### EXERCISE
How many lines in the data below include the word "green"? Respond with the number, nothing more.

(Natural-language object grounding data)
----------------
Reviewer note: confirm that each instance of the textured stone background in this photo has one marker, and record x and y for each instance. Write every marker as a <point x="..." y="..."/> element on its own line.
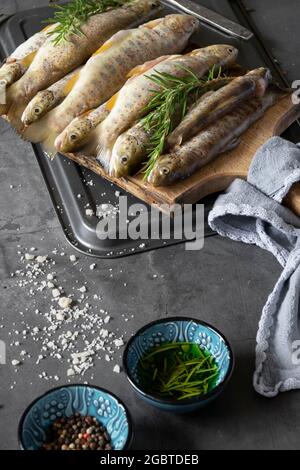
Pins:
<point x="225" y="284"/>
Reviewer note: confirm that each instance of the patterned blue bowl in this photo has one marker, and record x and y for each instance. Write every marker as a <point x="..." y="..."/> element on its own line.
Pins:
<point x="179" y="329"/>
<point x="71" y="399"/>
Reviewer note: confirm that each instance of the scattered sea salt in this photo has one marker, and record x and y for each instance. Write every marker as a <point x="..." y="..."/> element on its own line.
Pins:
<point x="56" y="293"/>
<point x="65" y="302"/>
<point x="15" y="362"/>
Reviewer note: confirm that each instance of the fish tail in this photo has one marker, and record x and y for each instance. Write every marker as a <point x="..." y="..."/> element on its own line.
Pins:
<point x="49" y="144"/>
<point x="104" y="156"/>
<point x="14" y="115"/>
<point x="41" y="130"/>
<point x="5" y="99"/>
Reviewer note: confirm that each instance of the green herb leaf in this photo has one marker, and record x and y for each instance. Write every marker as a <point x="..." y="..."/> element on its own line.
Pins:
<point x="171" y="102"/>
<point x="73" y="15"/>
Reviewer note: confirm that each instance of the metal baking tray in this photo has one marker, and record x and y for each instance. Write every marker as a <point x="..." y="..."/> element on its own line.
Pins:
<point x="69" y="185"/>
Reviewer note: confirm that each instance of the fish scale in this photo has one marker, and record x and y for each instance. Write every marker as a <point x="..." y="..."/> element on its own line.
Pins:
<point x="136" y="94"/>
<point x="217" y="138"/>
<point x="53" y="61"/>
<point x="105" y="73"/>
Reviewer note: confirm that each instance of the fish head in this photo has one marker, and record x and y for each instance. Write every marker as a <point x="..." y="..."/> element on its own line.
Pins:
<point x="10" y="73"/>
<point x="38" y="107"/>
<point x="163" y="172"/>
<point x="74" y="135"/>
<point x="124" y="155"/>
<point x="181" y="23"/>
<point x="227" y="53"/>
<point x="263" y="77"/>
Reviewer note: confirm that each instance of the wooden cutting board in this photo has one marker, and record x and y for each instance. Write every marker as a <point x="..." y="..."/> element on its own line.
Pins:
<point x="217" y="175"/>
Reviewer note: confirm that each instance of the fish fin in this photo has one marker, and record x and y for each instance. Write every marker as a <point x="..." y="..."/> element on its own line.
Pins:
<point x="71" y="83"/>
<point x="49" y="146"/>
<point x="90" y="146"/>
<point x="112" y="171"/>
<point x="40" y="130"/>
<point x="110" y="104"/>
<point x="3" y="109"/>
<point x="231" y="145"/>
<point x="14" y="116"/>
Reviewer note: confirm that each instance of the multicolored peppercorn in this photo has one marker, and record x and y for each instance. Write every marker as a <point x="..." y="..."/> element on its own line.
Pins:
<point x="77" y="433"/>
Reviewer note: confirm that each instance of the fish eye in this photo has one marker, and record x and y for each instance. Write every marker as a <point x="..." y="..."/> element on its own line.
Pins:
<point x="164" y="171"/>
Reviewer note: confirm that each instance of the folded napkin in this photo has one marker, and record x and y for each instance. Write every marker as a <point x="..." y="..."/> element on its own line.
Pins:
<point x="251" y="212"/>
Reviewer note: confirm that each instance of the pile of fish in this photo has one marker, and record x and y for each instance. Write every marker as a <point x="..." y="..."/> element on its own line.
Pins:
<point x="89" y="93"/>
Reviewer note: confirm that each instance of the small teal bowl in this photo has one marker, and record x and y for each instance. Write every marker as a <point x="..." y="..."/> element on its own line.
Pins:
<point x="68" y="400"/>
<point x="179" y="329"/>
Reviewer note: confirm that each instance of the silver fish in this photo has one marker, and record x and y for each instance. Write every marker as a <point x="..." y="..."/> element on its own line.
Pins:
<point x="105" y="72"/>
<point x="19" y="61"/>
<point x="137" y="93"/>
<point x="212" y="107"/>
<point x="54" y="61"/>
<point x="129" y="151"/>
<point x="48" y="99"/>
<point x="131" y="147"/>
<point x="79" y="130"/>
<point x="212" y="141"/>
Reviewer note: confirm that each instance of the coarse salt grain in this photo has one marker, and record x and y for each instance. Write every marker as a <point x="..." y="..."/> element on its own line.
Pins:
<point x="15" y="362"/>
<point x="41" y="259"/>
<point x="65" y="302"/>
<point x="56" y="293"/>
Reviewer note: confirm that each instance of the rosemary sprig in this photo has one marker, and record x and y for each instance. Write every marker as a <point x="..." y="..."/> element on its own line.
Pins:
<point x="169" y="106"/>
<point x="178" y="371"/>
<point x="73" y="15"/>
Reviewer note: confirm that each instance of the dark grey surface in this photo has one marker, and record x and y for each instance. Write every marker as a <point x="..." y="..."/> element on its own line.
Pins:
<point x="225" y="284"/>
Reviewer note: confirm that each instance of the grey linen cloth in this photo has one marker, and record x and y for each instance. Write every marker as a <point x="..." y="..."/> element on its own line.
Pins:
<point x="251" y="212"/>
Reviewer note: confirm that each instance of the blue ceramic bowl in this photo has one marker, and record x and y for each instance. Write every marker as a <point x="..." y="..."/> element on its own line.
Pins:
<point x="71" y="399"/>
<point x="179" y="329"/>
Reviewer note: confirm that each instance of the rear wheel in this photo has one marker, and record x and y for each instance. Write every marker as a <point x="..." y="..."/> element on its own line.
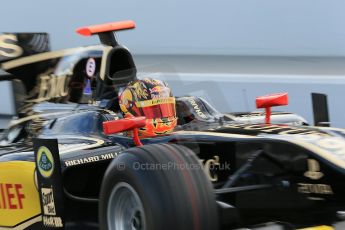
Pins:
<point x="157" y="187"/>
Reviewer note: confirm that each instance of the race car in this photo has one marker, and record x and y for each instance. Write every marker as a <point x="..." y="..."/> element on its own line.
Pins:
<point x="66" y="162"/>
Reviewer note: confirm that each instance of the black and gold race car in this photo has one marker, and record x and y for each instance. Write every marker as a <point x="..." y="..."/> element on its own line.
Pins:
<point x="65" y="162"/>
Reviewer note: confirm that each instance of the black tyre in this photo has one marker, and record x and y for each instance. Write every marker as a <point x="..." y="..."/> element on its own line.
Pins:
<point x="157" y="187"/>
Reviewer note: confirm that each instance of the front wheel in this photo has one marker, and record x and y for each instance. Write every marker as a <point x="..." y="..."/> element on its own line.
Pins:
<point x="157" y="187"/>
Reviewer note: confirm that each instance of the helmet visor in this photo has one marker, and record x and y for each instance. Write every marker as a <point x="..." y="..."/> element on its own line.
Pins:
<point x="158" y="108"/>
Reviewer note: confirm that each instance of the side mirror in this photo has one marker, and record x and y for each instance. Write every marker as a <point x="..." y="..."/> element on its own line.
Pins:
<point x="121" y="125"/>
<point x="269" y="101"/>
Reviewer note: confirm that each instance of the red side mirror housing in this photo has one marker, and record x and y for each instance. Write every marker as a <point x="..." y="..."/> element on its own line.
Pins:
<point x="121" y="125"/>
<point x="269" y="101"/>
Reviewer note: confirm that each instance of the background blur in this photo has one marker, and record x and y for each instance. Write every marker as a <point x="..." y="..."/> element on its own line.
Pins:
<point x="228" y="51"/>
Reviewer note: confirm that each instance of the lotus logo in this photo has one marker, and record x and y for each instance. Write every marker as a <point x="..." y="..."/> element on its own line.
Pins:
<point x="45" y="162"/>
<point x="313" y="170"/>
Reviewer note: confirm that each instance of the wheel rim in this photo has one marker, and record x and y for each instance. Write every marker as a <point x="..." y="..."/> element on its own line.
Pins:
<point x="125" y="210"/>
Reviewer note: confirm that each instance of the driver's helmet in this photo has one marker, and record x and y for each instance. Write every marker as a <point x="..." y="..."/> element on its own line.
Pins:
<point x="154" y="100"/>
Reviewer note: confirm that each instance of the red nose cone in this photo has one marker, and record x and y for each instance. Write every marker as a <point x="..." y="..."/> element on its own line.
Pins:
<point x="271" y="100"/>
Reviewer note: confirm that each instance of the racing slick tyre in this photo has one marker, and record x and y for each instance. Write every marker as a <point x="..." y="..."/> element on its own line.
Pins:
<point x="155" y="187"/>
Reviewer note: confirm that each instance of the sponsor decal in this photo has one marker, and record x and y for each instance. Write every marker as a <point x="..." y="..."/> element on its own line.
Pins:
<point x="90" y="67"/>
<point x="19" y="198"/>
<point x="196" y="108"/>
<point x="11" y="196"/>
<point x="50" y="87"/>
<point x="49" y="182"/>
<point x="313" y="170"/>
<point x="9" y="47"/>
<point x="48" y="201"/>
<point x="45" y="162"/>
<point x="321" y="189"/>
<point x="90" y="159"/>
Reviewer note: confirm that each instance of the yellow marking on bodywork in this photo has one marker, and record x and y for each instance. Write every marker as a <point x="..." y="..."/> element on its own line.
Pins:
<point x="19" y="197"/>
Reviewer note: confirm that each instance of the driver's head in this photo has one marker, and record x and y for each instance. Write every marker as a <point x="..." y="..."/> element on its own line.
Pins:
<point x="154" y="100"/>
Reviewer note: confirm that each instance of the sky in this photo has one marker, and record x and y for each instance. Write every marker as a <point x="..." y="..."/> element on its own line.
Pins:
<point x="225" y="27"/>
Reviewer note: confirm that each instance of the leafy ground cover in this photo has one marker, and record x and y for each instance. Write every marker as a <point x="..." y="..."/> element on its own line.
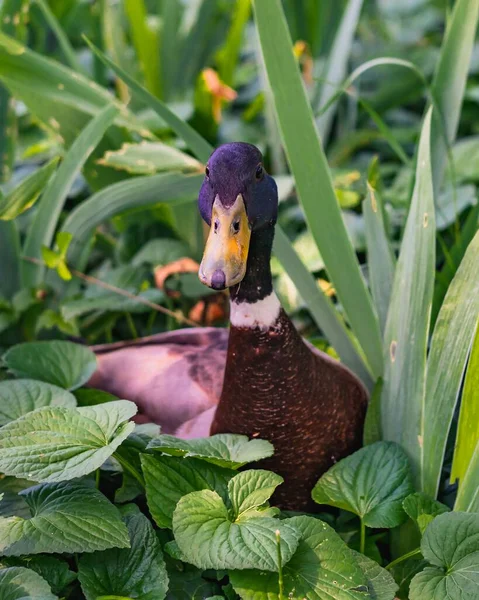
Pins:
<point x="367" y="116"/>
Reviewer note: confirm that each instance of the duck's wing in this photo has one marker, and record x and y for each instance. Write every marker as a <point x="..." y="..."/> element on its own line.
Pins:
<point x="173" y="377"/>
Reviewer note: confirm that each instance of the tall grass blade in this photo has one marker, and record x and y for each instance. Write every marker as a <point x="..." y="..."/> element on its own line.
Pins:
<point x="381" y="261"/>
<point x="197" y="144"/>
<point x="337" y="66"/>
<point x="10" y="259"/>
<point x="313" y="179"/>
<point x="146" y="43"/>
<point x="121" y="196"/>
<point x="26" y="193"/>
<point x="450" y="81"/>
<point x="50" y="206"/>
<point x="59" y="97"/>
<point x="407" y="326"/>
<point x="467" y="436"/>
<point x="320" y="306"/>
<point x="451" y="341"/>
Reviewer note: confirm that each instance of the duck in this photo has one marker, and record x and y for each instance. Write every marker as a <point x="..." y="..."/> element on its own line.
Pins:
<point x="259" y="378"/>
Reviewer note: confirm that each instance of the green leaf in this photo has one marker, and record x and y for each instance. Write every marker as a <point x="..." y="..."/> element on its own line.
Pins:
<point x="322" y="568"/>
<point x="210" y="540"/>
<point x="137" y="572"/>
<point x="251" y="489"/>
<point x="313" y="178"/>
<point x="116" y="198"/>
<point x="57" y="443"/>
<point x="26" y="193"/>
<point x="381" y="261"/>
<point x="18" y="583"/>
<point x="321" y="307"/>
<point x="147" y="158"/>
<point x="224" y="449"/>
<point x="402" y="402"/>
<point x="198" y="145"/>
<point x="423" y="509"/>
<point x="371" y="483"/>
<point x="450" y="344"/>
<point x="42" y="229"/>
<point x="17" y="398"/>
<point x="169" y="478"/>
<point x="55" y="572"/>
<point x="449" y="82"/>
<point x="451" y="545"/>
<point x="66" y="517"/>
<point x="11" y="503"/>
<point x="380" y="582"/>
<point x="64" y="364"/>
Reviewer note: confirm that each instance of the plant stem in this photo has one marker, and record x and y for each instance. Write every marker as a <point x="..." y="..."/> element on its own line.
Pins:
<point x="362" y="542"/>
<point x="403" y="557"/>
<point x="280" y="565"/>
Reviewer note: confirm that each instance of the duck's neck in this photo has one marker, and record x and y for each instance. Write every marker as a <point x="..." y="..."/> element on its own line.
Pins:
<point x="253" y="301"/>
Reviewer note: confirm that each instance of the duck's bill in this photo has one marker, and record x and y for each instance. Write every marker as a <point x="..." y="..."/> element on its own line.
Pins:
<point x="226" y="250"/>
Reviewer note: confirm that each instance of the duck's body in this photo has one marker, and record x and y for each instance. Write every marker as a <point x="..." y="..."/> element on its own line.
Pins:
<point x="275" y="386"/>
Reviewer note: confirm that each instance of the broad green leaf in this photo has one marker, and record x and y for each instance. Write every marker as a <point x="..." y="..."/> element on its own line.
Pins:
<point x="137" y="572"/>
<point x="251" y="489"/>
<point x="169" y="478"/>
<point x="42" y="83"/>
<point x="210" y="540"/>
<point x="160" y="252"/>
<point x="198" y="145"/>
<point x="147" y="158"/>
<point x="66" y="517"/>
<point x="423" y="509"/>
<point x="55" y="572"/>
<point x="468" y="429"/>
<point x="449" y="82"/>
<point x="57" y="443"/>
<point x="451" y="545"/>
<point x="322" y="568"/>
<point x="450" y="344"/>
<point x="119" y="197"/>
<point x="224" y="449"/>
<point x="402" y="401"/>
<point x="12" y="504"/>
<point x="321" y="307"/>
<point x="380" y="581"/>
<point x="313" y="178"/>
<point x="381" y="261"/>
<point x="371" y="483"/>
<point x="19" y="397"/>
<point x="335" y="72"/>
<point x="49" y="209"/>
<point x="26" y="193"/>
<point x="18" y="583"/>
<point x="61" y="363"/>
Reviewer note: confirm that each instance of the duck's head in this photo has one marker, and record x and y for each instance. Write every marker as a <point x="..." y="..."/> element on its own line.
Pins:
<point x="237" y="200"/>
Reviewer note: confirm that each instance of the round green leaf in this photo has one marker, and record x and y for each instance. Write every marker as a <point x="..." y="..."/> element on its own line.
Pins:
<point x="137" y="572"/>
<point x="57" y="443"/>
<point x="322" y="568"/>
<point x="225" y="449"/>
<point x="372" y="483"/>
<point x="65" y="364"/>
<point x="66" y="517"/>
<point x="210" y="540"/>
<point x="19" y="397"/>
<point x="18" y="583"/>
<point x="451" y="544"/>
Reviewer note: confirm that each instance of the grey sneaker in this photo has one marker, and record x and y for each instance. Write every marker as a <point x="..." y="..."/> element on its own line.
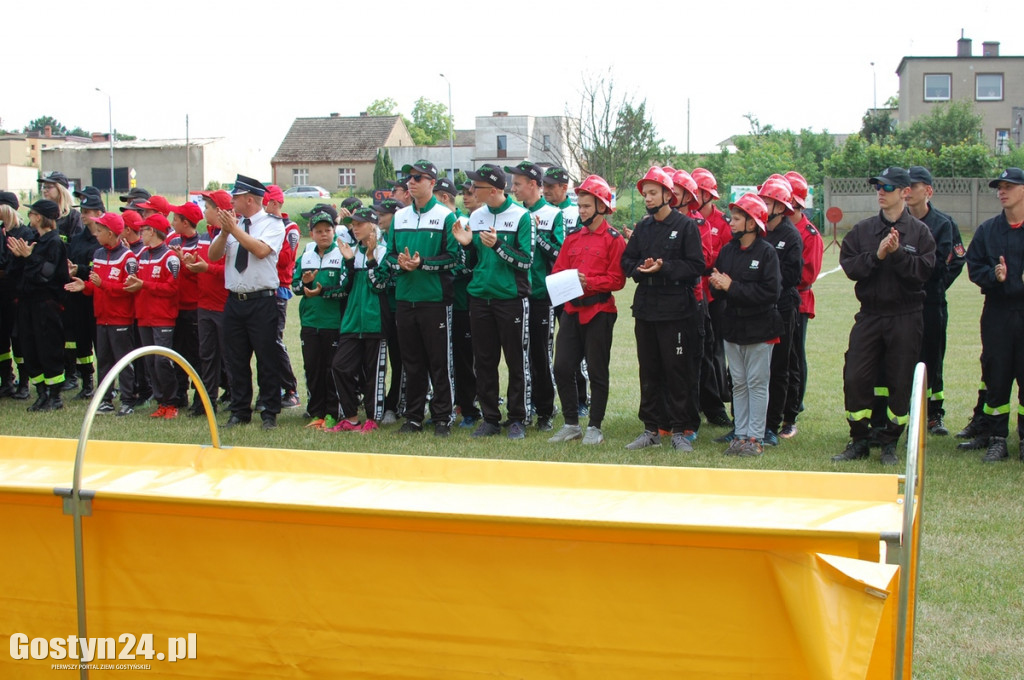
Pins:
<point x="647" y="438"/>
<point x="681" y="442"/>
<point x="567" y="433"/>
<point x="593" y="436"/>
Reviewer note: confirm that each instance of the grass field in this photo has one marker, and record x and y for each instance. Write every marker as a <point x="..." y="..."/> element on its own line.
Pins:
<point x="971" y="619"/>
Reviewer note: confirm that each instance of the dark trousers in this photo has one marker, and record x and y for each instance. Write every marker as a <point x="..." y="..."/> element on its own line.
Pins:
<point x="593" y="342"/>
<point x="798" y="371"/>
<point x="114" y="342"/>
<point x="360" y="362"/>
<point x="933" y="353"/>
<point x="501" y="327"/>
<point x="542" y="335"/>
<point x="890" y="345"/>
<point x="778" y="385"/>
<point x="318" y="349"/>
<point x="161" y="369"/>
<point x="211" y="350"/>
<point x="425" y="334"/>
<point x="186" y="344"/>
<point x="670" y="365"/>
<point x="41" y="333"/>
<point x="462" y="353"/>
<point x="250" y="328"/>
----------------
### REPLY TO THE TASK
4